Tugas Tertulis.
1. Menurut berita tentang Gubernur Sulawesi Selatan, berapa orang yang diamankan tim KPK?
2. Silakan salin bagian berita tentang Gubernur Sulawesi Selatan mulai dari "JAKARTA – Komisi" sampai dengan "Provinsi Sulawesi Selatan." tanpa perubahan apa pun.

Kutipan Dokumen.
JAKARTA – Komisi Pemberantasan Korupsi
(KPK) menetapkan Gubernur Sulawesi Selatan Nurdin Abdullah (NA) dan dua
rekannya yakni ER dan AS dalam dugaan gratifikasi
pengadaan barang jasa dan infrastruktur di lingkup Provinsi Sulawesi Selatan.
Ketua KPK Firli Bahuri
menyampaikan bahwa terkait dengan penanganan perkara dugaan korupsi berupa penerimaan
hadiah atau janji dan gratifikasi oleh
penyelenggara negara atau para pihak yang mewakilinya terkait dengan pengadaan
barang dan jasa, perizinan dan pembangunan infrastruktur di lingkungan pemerintahan provinsi sulawesi
selatan tahun 2020-2021.
Tim KPK Mengamankan 6
orang pada hari Jumat (26/02/2021) pukul 23.00 Wita hingga Sabtu (27/02/2021) dini hari, di tiga
tempat berbeda.
“Pertama di Rumah Dinas ER
di kawasan Hertasning, jalan poros Bulukumba dan Rumah Dinas Gubernur Sulawesi
Selatan, setelah mengalami pemeriksaan dan pengumpulan barang bukti, maka
disimpulkan bahwa AS direktur PT APB telah lama kenal baik dengan NA, yang
berkeinginan mendapatkan beberapa proyek pekerjaan infrastruktur di Sulawesi
Selatan tahun 2021,” ungkap Firli.
Menurut Firli, AS sebelumnya
telah mengerjakan proyek di Sulsel diantaranya peningkatan jalan ruas Palampang
– Monte Bonto Lempangan di Kabupaten Sinjai, Bulukumba dana DAK 2019 sebesar Rp
28,9 Miliar
Pembangunan jalan ruas Palampang-Monte
Bonto Lempangan tahun 2020 dengan nilai proyek RP 15,7 Miliar
Selanjutnya pembangunan
ruas jalan Palampang – Monte Bonto Lempangan 1 paket APBD Provinsi Sulsel
dengan nilai RP 19 Miliar
“Berikutnya pembangunan
jalan pedestrian dan penerangan jalan kawasan wisata Bira dana bantuan keuangan
provinsi sulawesi selatan tahun 2020 kepada Kabupaten Bulukumba dengan nilai
proyek RP 20,8 Miliar,” sebut Firli.
Lanjut Firli, pekerjaan
dilakukan AS juga adalah rehabilitasi jalan parkiran satu danpembangunan jalan parkirabn
dua kawasan wisata Bira anggaran bantuan keuangan provinsi Sulawesi Selatan
tahun 2020 kepada Kabupaten Bulukumba dengan nilai proyek RP 7,1 Miliar.
“Sejak bulan Februari
2021 telah ada komunikasi aktif antara AS dengan ER sebagai refresentasi dan
sekaligus orang kepercayaan saudara NA untuk bisa memastikan agar AS
mendapatkan kembali proyek yang diinginkannya di tahun 2021,” ucap Firli..

Baris Data.
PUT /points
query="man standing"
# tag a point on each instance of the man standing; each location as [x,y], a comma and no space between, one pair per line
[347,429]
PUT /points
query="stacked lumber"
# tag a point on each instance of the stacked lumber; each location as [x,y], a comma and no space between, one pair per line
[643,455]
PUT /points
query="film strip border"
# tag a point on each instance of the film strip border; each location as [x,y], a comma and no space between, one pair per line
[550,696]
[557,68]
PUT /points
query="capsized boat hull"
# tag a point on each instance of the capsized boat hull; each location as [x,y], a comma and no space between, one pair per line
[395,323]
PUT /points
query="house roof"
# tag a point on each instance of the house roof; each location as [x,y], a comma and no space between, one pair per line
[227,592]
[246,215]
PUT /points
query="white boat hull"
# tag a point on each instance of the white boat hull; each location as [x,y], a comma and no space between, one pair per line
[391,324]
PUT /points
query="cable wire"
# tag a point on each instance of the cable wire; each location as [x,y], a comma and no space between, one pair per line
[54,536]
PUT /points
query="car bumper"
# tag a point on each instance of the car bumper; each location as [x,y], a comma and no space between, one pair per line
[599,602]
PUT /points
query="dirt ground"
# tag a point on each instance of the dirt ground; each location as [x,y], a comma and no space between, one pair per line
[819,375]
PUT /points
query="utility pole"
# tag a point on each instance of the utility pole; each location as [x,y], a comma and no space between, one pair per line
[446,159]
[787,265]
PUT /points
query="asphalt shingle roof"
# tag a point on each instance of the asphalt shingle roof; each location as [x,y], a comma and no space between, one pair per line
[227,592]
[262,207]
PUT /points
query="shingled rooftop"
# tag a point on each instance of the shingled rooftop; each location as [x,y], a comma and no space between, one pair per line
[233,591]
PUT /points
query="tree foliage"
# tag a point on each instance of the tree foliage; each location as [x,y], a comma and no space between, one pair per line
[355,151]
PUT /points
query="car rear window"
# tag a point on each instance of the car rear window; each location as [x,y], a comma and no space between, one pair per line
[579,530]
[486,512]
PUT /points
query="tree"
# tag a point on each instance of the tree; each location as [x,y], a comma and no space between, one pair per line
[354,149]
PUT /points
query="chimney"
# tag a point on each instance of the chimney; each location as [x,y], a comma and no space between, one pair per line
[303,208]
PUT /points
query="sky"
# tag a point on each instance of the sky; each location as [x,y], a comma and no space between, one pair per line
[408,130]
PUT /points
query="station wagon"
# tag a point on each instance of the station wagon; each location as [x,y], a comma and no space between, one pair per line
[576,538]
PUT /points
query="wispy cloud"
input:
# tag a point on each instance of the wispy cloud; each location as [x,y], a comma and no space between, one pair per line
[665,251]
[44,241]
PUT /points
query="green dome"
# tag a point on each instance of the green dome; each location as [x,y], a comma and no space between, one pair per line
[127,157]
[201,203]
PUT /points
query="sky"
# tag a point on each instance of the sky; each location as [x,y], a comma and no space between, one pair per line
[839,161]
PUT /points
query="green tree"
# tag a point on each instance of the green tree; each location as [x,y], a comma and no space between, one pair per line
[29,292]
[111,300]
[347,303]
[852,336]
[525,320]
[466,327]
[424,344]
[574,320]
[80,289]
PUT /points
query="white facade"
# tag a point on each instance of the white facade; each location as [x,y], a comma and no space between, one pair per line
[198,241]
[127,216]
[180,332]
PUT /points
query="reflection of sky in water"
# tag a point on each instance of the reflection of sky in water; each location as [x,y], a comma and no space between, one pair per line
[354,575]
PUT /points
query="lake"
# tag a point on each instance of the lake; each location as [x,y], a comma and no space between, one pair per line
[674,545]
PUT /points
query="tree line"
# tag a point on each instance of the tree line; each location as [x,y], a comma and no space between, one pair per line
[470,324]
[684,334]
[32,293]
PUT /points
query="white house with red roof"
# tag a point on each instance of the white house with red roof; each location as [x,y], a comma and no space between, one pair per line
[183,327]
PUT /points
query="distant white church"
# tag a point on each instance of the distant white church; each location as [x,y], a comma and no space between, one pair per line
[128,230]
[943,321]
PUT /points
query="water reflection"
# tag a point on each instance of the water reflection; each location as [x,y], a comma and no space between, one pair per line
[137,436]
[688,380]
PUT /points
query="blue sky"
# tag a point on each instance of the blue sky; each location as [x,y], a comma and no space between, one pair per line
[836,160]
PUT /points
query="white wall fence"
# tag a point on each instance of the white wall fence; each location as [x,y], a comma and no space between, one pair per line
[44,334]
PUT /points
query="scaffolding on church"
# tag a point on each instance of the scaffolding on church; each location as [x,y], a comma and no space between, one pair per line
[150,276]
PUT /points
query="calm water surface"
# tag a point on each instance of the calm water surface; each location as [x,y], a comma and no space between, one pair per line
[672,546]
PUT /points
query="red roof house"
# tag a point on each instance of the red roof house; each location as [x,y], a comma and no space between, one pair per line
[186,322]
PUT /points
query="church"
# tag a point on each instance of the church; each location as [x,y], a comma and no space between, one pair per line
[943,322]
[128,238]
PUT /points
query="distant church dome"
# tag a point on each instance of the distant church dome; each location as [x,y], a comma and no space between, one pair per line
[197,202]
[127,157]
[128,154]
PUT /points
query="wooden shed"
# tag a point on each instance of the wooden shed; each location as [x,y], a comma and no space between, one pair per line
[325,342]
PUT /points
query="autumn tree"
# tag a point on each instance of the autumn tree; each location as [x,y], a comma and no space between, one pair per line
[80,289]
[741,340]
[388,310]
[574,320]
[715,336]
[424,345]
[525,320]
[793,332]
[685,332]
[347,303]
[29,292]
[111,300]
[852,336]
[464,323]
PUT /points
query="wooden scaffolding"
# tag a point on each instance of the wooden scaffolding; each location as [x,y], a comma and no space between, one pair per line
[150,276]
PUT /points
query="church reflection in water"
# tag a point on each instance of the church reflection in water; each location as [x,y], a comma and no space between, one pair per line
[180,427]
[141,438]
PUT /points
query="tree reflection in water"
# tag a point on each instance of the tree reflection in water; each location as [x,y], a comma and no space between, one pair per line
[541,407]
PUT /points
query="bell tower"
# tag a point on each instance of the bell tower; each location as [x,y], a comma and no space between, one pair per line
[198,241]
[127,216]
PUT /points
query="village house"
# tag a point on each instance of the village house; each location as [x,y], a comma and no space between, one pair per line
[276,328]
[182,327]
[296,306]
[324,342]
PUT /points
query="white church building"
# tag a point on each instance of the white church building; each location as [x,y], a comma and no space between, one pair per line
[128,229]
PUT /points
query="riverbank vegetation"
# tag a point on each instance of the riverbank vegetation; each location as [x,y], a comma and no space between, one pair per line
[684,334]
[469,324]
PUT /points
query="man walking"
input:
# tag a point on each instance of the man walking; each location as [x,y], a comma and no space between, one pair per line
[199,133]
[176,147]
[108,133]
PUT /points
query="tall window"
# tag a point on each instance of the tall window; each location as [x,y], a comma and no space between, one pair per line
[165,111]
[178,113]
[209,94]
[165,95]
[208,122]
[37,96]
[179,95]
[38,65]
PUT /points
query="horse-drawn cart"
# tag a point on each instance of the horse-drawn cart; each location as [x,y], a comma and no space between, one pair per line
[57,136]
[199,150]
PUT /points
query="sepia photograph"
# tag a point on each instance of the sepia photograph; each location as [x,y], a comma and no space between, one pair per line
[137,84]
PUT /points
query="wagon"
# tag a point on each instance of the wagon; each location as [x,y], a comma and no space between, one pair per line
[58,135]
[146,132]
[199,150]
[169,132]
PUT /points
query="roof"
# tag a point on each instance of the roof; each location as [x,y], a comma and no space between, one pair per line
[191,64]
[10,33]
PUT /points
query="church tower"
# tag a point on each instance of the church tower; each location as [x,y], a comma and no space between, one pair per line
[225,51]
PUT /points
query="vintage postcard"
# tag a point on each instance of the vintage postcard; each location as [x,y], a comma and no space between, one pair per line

Kunci Jawaban.
1. Enam orang.

2.
JAKARTA – Komisi Pemberantasan Korupsi
(KPK) menetapkan Gubernur Sulawesi Selatan Nurdin Abdullah (NA) dan dua
rekannya yakni ER dan AS dalam dugaan gratifikasi
pengadaan barang jasa dan infrastruktur di lingkup Provinsi Sulawesi Selatan.